▶ [BRIEF]:
The output should contain the listing word for word and no pictures.

▶ [DATASET CONTENT]:
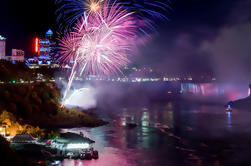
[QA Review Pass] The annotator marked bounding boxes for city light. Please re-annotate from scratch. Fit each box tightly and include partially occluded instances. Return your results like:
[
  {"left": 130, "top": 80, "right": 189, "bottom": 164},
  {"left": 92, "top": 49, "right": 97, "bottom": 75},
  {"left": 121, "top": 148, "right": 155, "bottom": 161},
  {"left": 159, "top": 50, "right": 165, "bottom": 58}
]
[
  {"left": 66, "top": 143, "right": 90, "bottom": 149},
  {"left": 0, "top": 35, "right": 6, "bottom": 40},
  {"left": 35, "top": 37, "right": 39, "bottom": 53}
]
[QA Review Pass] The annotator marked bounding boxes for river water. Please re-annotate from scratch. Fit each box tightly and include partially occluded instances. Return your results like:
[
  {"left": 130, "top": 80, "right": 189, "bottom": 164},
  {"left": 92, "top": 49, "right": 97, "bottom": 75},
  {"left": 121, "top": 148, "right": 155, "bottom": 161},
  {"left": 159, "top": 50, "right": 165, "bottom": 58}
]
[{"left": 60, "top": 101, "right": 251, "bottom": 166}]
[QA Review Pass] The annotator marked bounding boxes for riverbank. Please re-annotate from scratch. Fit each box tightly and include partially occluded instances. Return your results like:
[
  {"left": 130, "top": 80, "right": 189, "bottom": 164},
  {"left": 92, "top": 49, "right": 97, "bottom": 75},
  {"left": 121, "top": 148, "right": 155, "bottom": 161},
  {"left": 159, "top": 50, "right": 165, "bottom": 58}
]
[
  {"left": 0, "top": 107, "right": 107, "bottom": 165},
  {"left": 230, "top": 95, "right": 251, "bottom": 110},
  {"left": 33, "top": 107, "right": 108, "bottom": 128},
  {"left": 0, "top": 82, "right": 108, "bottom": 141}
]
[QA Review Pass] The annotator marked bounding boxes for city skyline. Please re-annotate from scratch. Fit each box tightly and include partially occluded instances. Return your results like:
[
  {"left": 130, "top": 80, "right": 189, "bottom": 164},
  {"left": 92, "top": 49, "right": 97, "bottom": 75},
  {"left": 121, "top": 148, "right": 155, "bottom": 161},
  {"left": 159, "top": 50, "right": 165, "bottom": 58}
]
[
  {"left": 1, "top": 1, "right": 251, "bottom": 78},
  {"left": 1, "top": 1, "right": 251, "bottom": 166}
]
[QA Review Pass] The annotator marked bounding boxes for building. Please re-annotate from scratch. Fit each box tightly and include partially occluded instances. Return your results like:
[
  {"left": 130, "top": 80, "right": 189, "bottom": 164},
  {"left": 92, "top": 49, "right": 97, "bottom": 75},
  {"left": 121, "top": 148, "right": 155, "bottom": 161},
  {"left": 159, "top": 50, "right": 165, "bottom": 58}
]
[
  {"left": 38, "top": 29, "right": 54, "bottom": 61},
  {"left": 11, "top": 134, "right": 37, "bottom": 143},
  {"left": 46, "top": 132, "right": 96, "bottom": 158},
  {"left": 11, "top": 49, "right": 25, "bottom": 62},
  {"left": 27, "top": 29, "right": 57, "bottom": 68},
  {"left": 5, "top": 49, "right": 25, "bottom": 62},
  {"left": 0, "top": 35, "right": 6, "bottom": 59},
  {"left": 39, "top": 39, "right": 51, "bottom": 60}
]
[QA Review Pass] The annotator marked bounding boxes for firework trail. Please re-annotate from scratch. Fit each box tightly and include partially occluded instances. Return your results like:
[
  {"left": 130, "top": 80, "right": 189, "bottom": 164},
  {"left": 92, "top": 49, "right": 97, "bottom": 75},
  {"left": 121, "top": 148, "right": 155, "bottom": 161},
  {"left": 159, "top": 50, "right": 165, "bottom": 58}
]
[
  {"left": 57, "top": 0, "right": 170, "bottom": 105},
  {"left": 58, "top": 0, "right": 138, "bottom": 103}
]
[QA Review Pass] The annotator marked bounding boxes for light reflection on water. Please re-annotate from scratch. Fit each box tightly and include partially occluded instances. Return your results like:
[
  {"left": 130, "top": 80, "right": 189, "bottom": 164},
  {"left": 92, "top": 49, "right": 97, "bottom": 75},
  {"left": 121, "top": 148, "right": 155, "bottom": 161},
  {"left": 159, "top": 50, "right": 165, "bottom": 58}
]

▶ [RESULT FOR THIS EXERCISE]:
[QA Review Pass] The annotator marked bounding boxes for city light. Please re-annotate from scratch. Fit each box tightly and include partially occluded instances. Return your results like:
[
  {"left": 130, "top": 80, "right": 189, "bottom": 164},
  {"left": 92, "top": 49, "right": 97, "bottom": 75},
  {"left": 121, "top": 148, "right": 155, "bottom": 161},
  {"left": 159, "top": 50, "right": 165, "bottom": 58}
]
[
  {"left": 66, "top": 143, "right": 90, "bottom": 149},
  {"left": 0, "top": 35, "right": 6, "bottom": 40},
  {"left": 35, "top": 37, "right": 39, "bottom": 53}
]
[QA Review Pass] The annotator marked bounding boxes for river water. Please re-annotate from scratch. Fit each box tightly and include partially occluded instances. Return your results like:
[
  {"left": 130, "top": 80, "right": 189, "bottom": 164},
  {"left": 92, "top": 49, "right": 97, "bottom": 75},
  {"left": 121, "top": 148, "right": 155, "bottom": 161},
  {"left": 159, "top": 50, "right": 165, "bottom": 58}
]
[{"left": 60, "top": 101, "right": 251, "bottom": 166}]
[QA Review Pass] The annotator marked bounding boxes for riverbank. Please re-annotate from scratch. Fit each box tightly and include partially occluded instances. Return your results like:
[
  {"left": 130, "top": 80, "right": 189, "bottom": 164},
  {"left": 92, "top": 49, "right": 97, "bottom": 75},
  {"left": 121, "top": 148, "right": 155, "bottom": 161},
  {"left": 159, "top": 50, "right": 165, "bottom": 58}
]
[
  {"left": 0, "top": 107, "right": 107, "bottom": 165},
  {"left": 230, "top": 95, "right": 251, "bottom": 110},
  {"left": 33, "top": 107, "right": 108, "bottom": 128},
  {"left": 0, "top": 82, "right": 108, "bottom": 141}
]
[QA Review Pass] The annotator marked bounding boxes for city skyline. Please re-annotate from scratch. Fit each box tightly and include partially occluded instances. Return your results like:
[
  {"left": 130, "top": 80, "right": 189, "bottom": 164},
  {"left": 92, "top": 49, "right": 97, "bottom": 75},
  {"left": 121, "top": 148, "right": 155, "bottom": 161},
  {"left": 159, "top": 50, "right": 165, "bottom": 58}
]
[
  {"left": 1, "top": 1, "right": 251, "bottom": 78},
  {"left": 1, "top": 1, "right": 251, "bottom": 166}
]
[QA Review Pass] The annotator marked bounding boxes for building. Please re-annotate from scratch. Fit each box tightly and include partially occluded instances. Return your results like:
[
  {"left": 130, "top": 80, "right": 189, "bottom": 164},
  {"left": 92, "top": 49, "right": 97, "bottom": 75},
  {"left": 121, "top": 148, "right": 155, "bottom": 161},
  {"left": 159, "top": 50, "right": 165, "bottom": 58}
]
[
  {"left": 38, "top": 29, "right": 54, "bottom": 61},
  {"left": 11, "top": 134, "right": 37, "bottom": 143},
  {"left": 46, "top": 132, "right": 96, "bottom": 158},
  {"left": 11, "top": 49, "right": 25, "bottom": 62},
  {"left": 27, "top": 29, "right": 57, "bottom": 68},
  {"left": 5, "top": 49, "right": 25, "bottom": 62},
  {"left": 0, "top": 35, "right": 6, "bottom": 59},
  {"left": 39, "top": 39, "right": 51, "bottom": 60}
]
[QA Review Pass] The annotator marked bounding boxes for firework trail. Please re-annotate from scratch. Fit each box tightly and include partially occluded instances. Return your results like:
[
  {"left": 130, "top": 80, "right": 189, "bottom": 164},
  {"left": 92, "top": 49, "right": 97, "bottom": 75},
  {"left": 121, "top": 148, "right": 155, "bottom": 161},
  {"left": 159, "top": 50, "right": 165, "bottom": 58}
]
[
  {"left": 57, "top": 0, "right": 170, "bottom": 105},
  {"left": 58, "top": 0, "right": 138, "bottom": 103}
]
[QA Review Pass] The annotator marked bounding boxes for light reflection on water. Please re-annotate from scratch. Fit each box tightly and include partially occluded instances. Return your results like:
[
  {"left": 130, "top": 80, "right": 189, "bottom": 164},
  {"left": 92, "top": 49, "right": 97, "bottom": 75},
  {"left": 121, "top": 148, "right": 155, "bottom": 161},
  {"left": 159, "top": 50, "right": 165, "bottom": 58}
]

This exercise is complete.